▶ [SOURCE DOCUMENT]
<<<<

Russia’s Vladimir Putin - wily old fox that he is - is playing a cunning game, offering a semblance of agreement to proposals then adding so many conditions that any accord becomes impossible to implement. While Trump congratulates himself on reaching a deal, he appears not to notice that the Kremlin keeps kicking his ball into the long grass.
 
First there was Ukraine’s 11 March agreement to a full 30-day ceasefire if Russia also accepted the terms. Such was Putin’s obfuscation that some media outlets initially reported that he had agreed, while others said he refused, and the whole idea seems now to have dropped off the discussion agenda.
 
Following the shuttle negotiations in Saudi Arabia earlier this week, both sides undertook to halt attacks on energy infrastructure and on maritime operations in the Black Sea. But interpretations of the agreements differed between the Russian, Ukrainian and US versions in several key elements. 
 
Russia claimed the ban on energy strikes began on 18 March and said it had recalled its warplanes, but then launched fresh attacks before the ink was even dry; it has struck Ukraine’s energy sites on eight separate occasions since. Its commitment to the Black Sea deal is also in doubt after it later imposed conditions relating to the lifting of sanctions on its agricultural exports before agreeing to implement it.

>>>>

▶ [ENTRIES PROVIDED]
<<<<

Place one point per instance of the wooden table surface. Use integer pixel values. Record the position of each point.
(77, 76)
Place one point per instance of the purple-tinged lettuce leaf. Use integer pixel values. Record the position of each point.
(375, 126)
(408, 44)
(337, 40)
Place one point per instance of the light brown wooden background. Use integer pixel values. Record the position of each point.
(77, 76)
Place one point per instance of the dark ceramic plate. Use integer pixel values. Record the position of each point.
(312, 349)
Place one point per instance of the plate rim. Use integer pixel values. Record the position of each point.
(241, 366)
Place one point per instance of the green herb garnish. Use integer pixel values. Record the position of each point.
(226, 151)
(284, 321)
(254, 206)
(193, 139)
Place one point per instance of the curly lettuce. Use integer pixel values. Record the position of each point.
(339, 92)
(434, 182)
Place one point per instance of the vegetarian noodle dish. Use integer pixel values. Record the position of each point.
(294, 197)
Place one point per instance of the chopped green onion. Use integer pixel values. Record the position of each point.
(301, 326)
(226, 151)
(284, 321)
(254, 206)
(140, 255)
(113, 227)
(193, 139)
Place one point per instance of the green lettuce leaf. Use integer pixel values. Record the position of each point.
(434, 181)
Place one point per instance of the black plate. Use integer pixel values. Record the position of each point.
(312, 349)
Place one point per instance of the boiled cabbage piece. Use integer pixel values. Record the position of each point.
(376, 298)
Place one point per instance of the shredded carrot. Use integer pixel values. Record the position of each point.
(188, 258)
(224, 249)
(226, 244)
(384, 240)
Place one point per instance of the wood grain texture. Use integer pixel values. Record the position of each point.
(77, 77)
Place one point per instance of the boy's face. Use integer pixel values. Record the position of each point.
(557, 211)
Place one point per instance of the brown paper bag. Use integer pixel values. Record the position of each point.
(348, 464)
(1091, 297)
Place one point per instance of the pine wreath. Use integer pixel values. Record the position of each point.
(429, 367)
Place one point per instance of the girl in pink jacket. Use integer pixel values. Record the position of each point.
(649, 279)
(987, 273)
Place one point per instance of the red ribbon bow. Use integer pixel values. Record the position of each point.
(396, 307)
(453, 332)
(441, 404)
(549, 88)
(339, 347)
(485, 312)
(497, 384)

>>>>

▶ [COMPLETE THE FOLLOWING]
1 > Identify each line in the records that contains the word "plate", and copy those lines.
2 > Extend the article on Putin's handling of the Ukraine ceasefire talks by writing what comes after its last sentence.

▶ [OUTPUTS]
1 >
Place one point per instance of the dark ceramic plate. Use integer pixel values. Record the position of each point.
Place one point per instance of the plate rim. Use integer pixel values. Record the position of each point.
Place one point per instance of the black plate. Use integer pixel values. Record the position of each point.

2 >
 
It’s worth noting that both pledges made so far benefit Russia more than Ukraine. Kyiv has achieved notable success over the past year or so in pushing Russia out of the western part of the Black Sea to facilitate its own grain exports, and in targeting Russian oil refineries and military energy facilities in long-range attacks. Even if fully implemented, neither deal would affect the war on the front lines or diminish the relentless Russian attacks on Ukrainian cities and civilian infrastructure.
 
Putin is dragging his feet in the negotiations precisely because he has no desire to settle for peace just yet. What he really wants out of any potential peace deal is territory. The Kremlin is stepping up its efforts to consolidate control over the four Ukrainian regions it partially occupies - which amount to about a fifth of Ukraine’s territory. 
 
A decree that Putin signed on 20 March is the latest step in the Russification of the illegally occupied regions. The decree mandates that Ukrainian citizens “illegally” staying in Russia must obtain Russian documents or leave. In other words, Ukrainians who refuse to accept Russian passports and citizenship will be kicked out, or to put it another way, the regions will be ethnically cleansed. 
 
The issue of the occupied Ukrainian territory was something the Russians were keen to discuss with the US delegation in Saudi Arabia this week, as Steve Witkoff, Trump’s special envoy to the Middle East and chief Russia negotiator, unwittingly revealed in an interview with the far-right political commentator Tucker Carlson on 21 March.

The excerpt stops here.